Response Paper: Wounded
Hero on a Shaman’s Quest
“Why does God’s “answer” to Job seem to
be so little to the point? It is not only the behavior of Yahweh that is
puzzling, but that of the hero and his comforters as well... Why do the friends give such poor comfort, if
that is indeed their aim?” (Wounded Healer on a Shaman’s Quest, Carole R.
Fontaine, p.71)
These questions have posed as the
riddle of the book of Job for myself, and for my past teachers. Job’s tale
seems to be of a good man, whom God sets Satan upon to torture, all so that God
can prove to Satan that Job is in deed, word, and spirit a righteous man. In
the past my theology has been that the book of Job was God’s answer to the
human question, “How can a good God allow for evil to afflict those He loves?”
This theology led to two different conclusions: God’s good is beyond our
understanding, and that humanity does not have the right to question its God on
the happenings of life. We, the created, do not have it within our capacity or
right to pose such a question to our God. With this line of thinking Job’s
friends come into the picture as a temptation from Satan, luring Job away from
his righteous suffering, and admitting the wrong that he has done to warrant
such treatment by God. The book of Job thus became one of my least favorite
books, and I avoided it in teaching, preaching, and discussion. Job’s
afflictions were so profound and varied that most people have experienced some,
if not most, of his troubles by mid life. The only response that I could ever
accept was that God’s nature was so vastly different from our own that we
should think of it with fear, and awe. In such a theology the message of Job is
to humble oneself in the sight of the Lord.

◆ To-do list:
[A] Restate word for word the part of the response paper on Job that begins at "Response Paper: Wounded" and stops after "Fontaine, p.71)".
[B] According to the response paper on Job, what two conclusions did the writer's past theology lead to?
[C] Using the response paper on Job, mark each statement yes or no and quote the words that decide it: (i) The writer's past theology treated Job's friends as a temptation from Satan. (ii) The writer often preached on the book of Job. (iii) The writer held that God's nature should be thought of with fear and awe.
The listing comes from a separate source and is unrelated to the response paper on Job.

◆ Data extract:
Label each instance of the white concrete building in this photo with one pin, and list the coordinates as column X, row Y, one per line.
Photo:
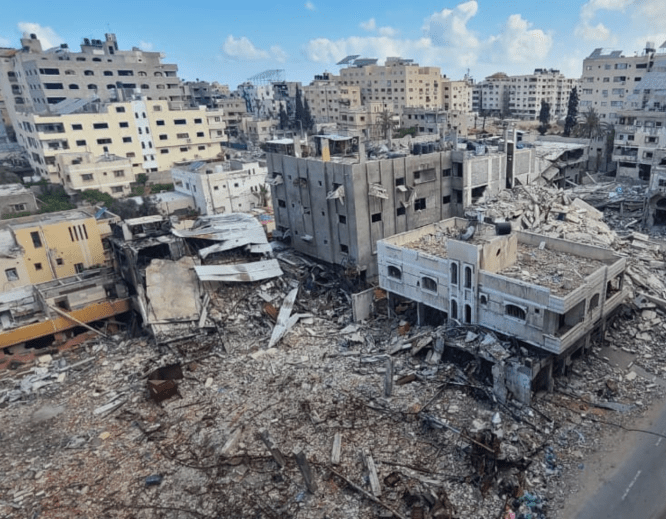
column 227, row 187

◆ Final answers:
[A]
Response Paper: Wounded
Hero on a Shaman’s Quest
“Why does God’s “answer” to Job seem to
be so little to the point? It is not only the behavior of Yahweh that is
puzzling, but that of the hero and his comforters as well... Why do the friends give such poor comfort, if
that is indeed their aim?” (Wounded Healer on a Shaman’s Quest, Carole R.
Fontaine, p.71)

[B] It led to the conclusions that God's good is beyond our understanding and that humanity does not have the right to question its God on the happenings of life.

[C]
(i) Yes: "Job’s friends come into the picture as a temptation from Satan"
(ii) No: "I avoided it in teaching, preaching, and discussion"
(iii) Yes: "we should think of it with fear, and awe"